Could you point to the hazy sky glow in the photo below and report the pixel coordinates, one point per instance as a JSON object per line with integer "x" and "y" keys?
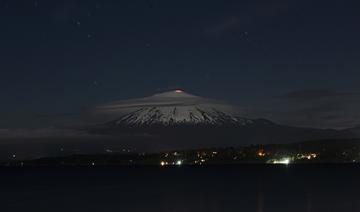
{"x": 296, "y": 62}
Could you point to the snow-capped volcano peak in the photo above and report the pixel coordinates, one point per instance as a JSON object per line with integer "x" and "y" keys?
{"x": 178, "y": 93}
{"x": 175, "y": 107}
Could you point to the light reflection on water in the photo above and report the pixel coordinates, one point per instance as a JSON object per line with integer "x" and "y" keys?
{"x": 253, "y": 188}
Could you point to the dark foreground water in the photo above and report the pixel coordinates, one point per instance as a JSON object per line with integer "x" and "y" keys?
{"x": 255, "y": 188}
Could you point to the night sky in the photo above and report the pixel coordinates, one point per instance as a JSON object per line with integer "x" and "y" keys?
{"x": 294, "y": 62}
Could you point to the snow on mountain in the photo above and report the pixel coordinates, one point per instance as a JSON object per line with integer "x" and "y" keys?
{"x": 171, "y": 108}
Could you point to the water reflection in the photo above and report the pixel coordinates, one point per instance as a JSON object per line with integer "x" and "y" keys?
{"x": 231, "y": 188}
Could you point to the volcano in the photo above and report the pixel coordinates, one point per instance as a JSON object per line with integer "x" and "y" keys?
{"x": 170, "y": 109}
{"x": 177, "y": 119}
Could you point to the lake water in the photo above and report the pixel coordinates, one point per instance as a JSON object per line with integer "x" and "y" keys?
{"x": 257, "y": 188}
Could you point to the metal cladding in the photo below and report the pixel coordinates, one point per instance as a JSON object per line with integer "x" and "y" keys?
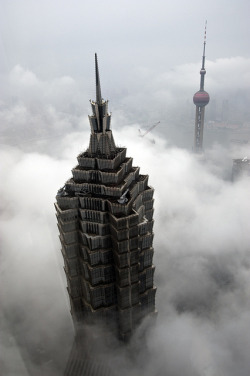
{"x": 105, "y": 219}
{"x": 200, "y": 99}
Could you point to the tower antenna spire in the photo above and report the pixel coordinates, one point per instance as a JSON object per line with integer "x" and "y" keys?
{"x": 204, "y": 46}
{"x": 97, "y": 82}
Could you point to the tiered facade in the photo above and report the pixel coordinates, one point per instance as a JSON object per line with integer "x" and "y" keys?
{"x": 105, "y": 219}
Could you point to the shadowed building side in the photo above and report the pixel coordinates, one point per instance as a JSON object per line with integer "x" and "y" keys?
{"x": 200, "y": 99}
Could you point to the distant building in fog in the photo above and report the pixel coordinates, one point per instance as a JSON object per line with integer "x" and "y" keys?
{"x": 200, "y": 99}
{"x": 240, "y": 167}
{"x": 105, "y": 219}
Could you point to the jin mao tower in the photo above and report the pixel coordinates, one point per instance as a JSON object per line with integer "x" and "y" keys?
{"x": 200, "y": 99}
{"x": 105, "y": 220}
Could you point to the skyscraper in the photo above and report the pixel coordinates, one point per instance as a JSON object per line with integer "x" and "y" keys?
{"x": 105, "y": 219}
{"x": 200, "y": 99}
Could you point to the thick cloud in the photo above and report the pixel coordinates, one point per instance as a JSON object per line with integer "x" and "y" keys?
{"x": 201, "y": 217}
{"x": 201, "y": 255}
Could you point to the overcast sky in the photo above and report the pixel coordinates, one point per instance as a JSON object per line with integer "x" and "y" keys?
{"x": 149, "y": 58}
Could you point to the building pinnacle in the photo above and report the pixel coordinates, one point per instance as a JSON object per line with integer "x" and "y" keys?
{"x": 97, "y": 82}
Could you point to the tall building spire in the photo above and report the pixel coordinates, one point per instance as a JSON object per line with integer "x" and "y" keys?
{"x": 200, "y": 99}
{"x": 97, "y": 82}
{"x": 203, "y": 71}
{"x": 101, "y": 138}
{"x": 105, "y": 219}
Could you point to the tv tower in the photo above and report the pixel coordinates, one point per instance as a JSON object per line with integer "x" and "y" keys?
{"x": 200, "y": 99}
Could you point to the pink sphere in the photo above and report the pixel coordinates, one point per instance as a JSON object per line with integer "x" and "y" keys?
{"x": 201, "y": 98}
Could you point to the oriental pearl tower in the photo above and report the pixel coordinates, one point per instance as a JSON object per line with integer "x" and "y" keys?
{"x": 200, "y": 99}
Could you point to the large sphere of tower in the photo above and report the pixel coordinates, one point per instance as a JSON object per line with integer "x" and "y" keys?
{"x": 201, "y": 98}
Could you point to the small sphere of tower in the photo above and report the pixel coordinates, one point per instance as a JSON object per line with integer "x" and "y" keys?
{"x": 201, "y": 98}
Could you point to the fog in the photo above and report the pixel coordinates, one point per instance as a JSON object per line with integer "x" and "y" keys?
{"x": 149, "y": 72}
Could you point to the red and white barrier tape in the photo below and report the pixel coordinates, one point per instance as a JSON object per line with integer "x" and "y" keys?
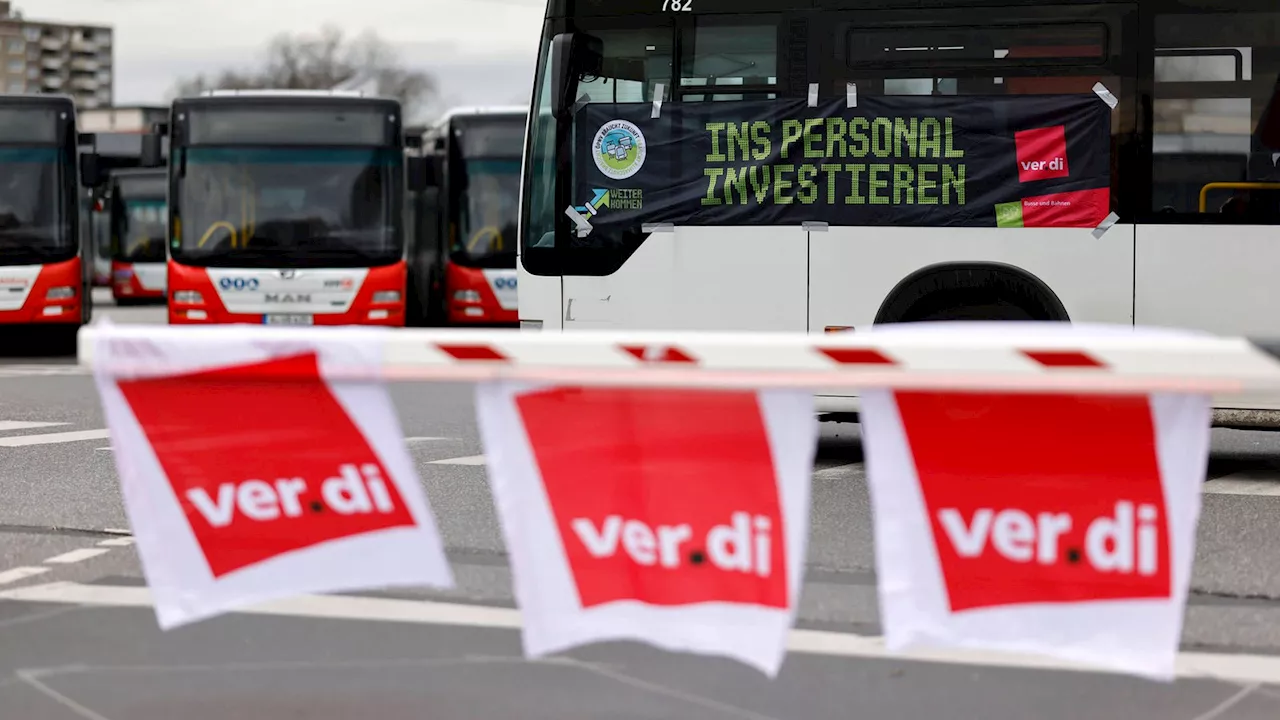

==*==

Give back exactly the lines from the line with "Could you point to the overcast" through the end of the records, both included; keep all pictures out.

● **Output for this exercise**
Could you point to the overcast sky in the photo above and report the pixel coordinates, one point per instance as a JSON object per line with integer "x" and "y" keys?
{"x": 149, "y": 58}
Could you point to the building pinnacle in the photo above and report the pixel coordinates, one point per instance as a JSON object per line with integer "x" and "y" keys?
{"x": 97, "y": 82}
Could you point to the tall building spire in the photo above and report the pixel coordinates, one point per instance as a JSON object per line with integer "x" and "y" keys?
{"x": 200, "y": 99}
{"x": 97, "y": 82}
{"x": 203, "y": 71}
{"x": 101, "y": 138}
{"x": 105, "y": 219}
Could you point to the tv tower in the photo above and report the pixel coordinates, one point per instance as a JSON object per line with integer "x" and "y" keys?
{"x": 200, "y": 99}
Could you point to the pink sphere in the photo above and report the pixel coordinates, one point per instance as a JSON object per line with integer "x" and "y" keys?
{"x": 201, "y": 98}
Could you point to the oriental pearl tower in the photo above and report the pixel coordinates, one point per instance as a JSON object per line with integer "x" and "y" keys?
{"x": 200, "y": 99}
Could you point to the large sphere of tower in the photo above and report the pixel coordinates, one point per instance as a JSON object per line with integer "x" and "y" keys?
{"x": 201, "y": 98}
Could you point to the small sphere of tower in the photo above and report the pixel coordinates, one point per instance as a JSON object per line with integer "x" and "y" keys?
{"x": 201, "y": 98}
Could you point to the fog in the photo above and report the pixel coordinates, one point per instance as a JSON object per line with integer "x" and "y" keys?
{"x": 149, "y": 72}
Could you point to the red and white barrier tape in the photo below and report the pixel coordinates, one point per instance as a JSON object per line with integer "x" and "y" keys?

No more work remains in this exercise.